• **Exercise directions**
Copy out every line in the records below that contains the string "cart", matching its case exactly.

• **Supplied data**
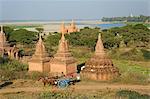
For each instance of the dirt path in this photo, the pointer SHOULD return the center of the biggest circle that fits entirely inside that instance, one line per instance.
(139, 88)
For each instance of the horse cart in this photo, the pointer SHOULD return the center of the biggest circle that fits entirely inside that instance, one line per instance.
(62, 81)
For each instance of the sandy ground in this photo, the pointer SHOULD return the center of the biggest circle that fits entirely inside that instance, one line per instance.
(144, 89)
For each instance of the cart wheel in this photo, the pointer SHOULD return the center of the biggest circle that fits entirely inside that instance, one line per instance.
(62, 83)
--
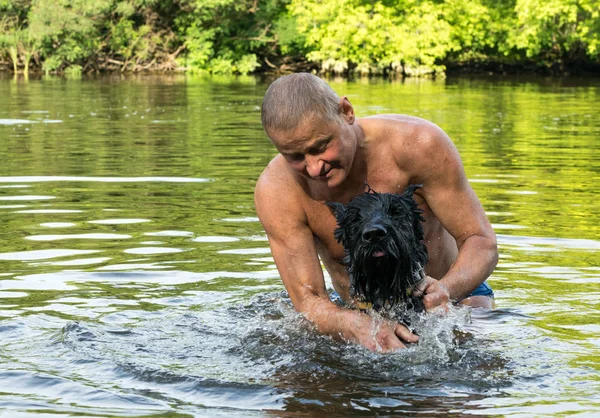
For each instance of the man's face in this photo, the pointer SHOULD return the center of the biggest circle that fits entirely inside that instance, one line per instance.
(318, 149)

• **Final result**
For each instance of the horse cart in this photo, the pointer SHOULD return the center of the biggest circle that fits entirely inside that instance, one line per instance.
For each instance of the cart wheel in this photo, the pointer SHOULD return the center of the biggest circle that fits entirely inside that instance, one line per instance.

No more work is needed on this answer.